START Data in this exercise

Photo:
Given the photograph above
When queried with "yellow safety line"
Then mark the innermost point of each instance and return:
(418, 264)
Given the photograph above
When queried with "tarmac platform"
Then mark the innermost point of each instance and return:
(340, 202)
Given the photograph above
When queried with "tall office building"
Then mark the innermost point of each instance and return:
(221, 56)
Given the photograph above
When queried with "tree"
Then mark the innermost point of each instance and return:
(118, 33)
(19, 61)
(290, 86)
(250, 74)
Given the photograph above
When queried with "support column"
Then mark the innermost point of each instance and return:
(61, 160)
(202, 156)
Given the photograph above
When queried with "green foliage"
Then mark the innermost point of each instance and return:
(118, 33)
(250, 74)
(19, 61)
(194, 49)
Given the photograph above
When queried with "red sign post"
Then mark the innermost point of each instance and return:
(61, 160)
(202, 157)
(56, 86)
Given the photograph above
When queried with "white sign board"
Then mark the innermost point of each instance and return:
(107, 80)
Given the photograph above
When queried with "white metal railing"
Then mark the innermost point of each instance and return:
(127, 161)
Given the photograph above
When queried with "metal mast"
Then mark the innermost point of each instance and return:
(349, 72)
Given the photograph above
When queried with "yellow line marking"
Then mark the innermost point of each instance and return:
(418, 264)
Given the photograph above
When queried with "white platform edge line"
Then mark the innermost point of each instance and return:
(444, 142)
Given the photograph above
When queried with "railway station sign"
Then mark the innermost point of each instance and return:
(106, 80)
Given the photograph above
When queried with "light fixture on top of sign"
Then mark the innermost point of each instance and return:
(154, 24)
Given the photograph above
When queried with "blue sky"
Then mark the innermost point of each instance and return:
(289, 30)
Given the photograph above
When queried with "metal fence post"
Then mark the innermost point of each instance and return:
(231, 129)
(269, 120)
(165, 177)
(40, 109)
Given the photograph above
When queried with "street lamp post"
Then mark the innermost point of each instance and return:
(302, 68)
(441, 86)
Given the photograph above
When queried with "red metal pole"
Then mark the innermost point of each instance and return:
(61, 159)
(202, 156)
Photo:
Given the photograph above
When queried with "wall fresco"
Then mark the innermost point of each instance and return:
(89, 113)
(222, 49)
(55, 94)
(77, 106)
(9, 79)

END Data in this exercise

- Task: Write out all the data again, exactly as it appears.

- The solution:
Photo:
Given the photograph above
When queried with "yellow safety line"
Then mark the innermost point of each instance and return:
(418, 264)
Given the photograph above
When queried with "tarmac platform"
Then mark the innermost point of each instance and return:
(340, 202)
Given the photograph above
When queried with "tall office building"
Then mark the innermost point of each instance and return:
(221, 56)
Given the photograph above
When queried with "tree"
Then mark the innermost point of each instance and return:
(118, 33)
(19, 61)
(290, 86)
(250, 74)
Given the photograph above
When queried with "support column"
Then mark the innermost point of each instance and return:
(61, 160)
(202, 156)
Given the photograph above
When queried with "green foliage"
Then mark the innermost point of each instance and return:
(118, 33)
(250, 74)
(19, 61)
(194, 49)
Given the photograph above
When queried with "red sign post"
Then mark the innermost point of each instance and return:
(61, 160)
(202, 157)
(56, 86)
Given the photograph above
When queried with "white sign board"
Then mark the innermost point of each instance and return:
(107, 80)
Given the photograph above
When queried with "white metal railing"
Then mark the innermost point of each instance and return:
(127, 161)
Given the photograph above
When queried with "metal mast"
Then mark the innermost point of each instance and return:
(349, 72)
Given the photograph above
When queried with "yellow line marking"
Then mark the innermost point of each instance and return:
(418, 264)
Given the photograph above
When queried with "white platform edge line"
Then mark the innermost point of each instance and return:
(444, 142)
Given the photograph above
When queried with "railway station sign"
Then mark the innermost point of each instance and return:
(106, 80)
Given the photograph above
When queried with "light fixture on top of sign"
Then mark the innermost point of each instance and return:
(154, 24)
Given the photograph above
When queried with "blue sky"
Then mark the innermost point of each instance and return:
(289, 30)
Given the photograph above
When queried with "metal fence post"
Then mark the innermost point of each instance and return:
(231, 129)
(269, 120)
(165, 177)
(40, 109)
Given the photograph above
When queried with "street lamp post"
Then mark the innermost point of each instance and return:
(302, 68)
(441, 86)
Given the photograph above
When queried with "red metal pole"
Then mark the innermost point of each instance and return:
(61, 159)
(202, 156)
Photo:
Given the photograph above
When queried with "wall fresco"
Then mark the innermost point of each instance and return:
(89, 113)
(222, 49)
(55, 94)
(77, 106)
(9, 79)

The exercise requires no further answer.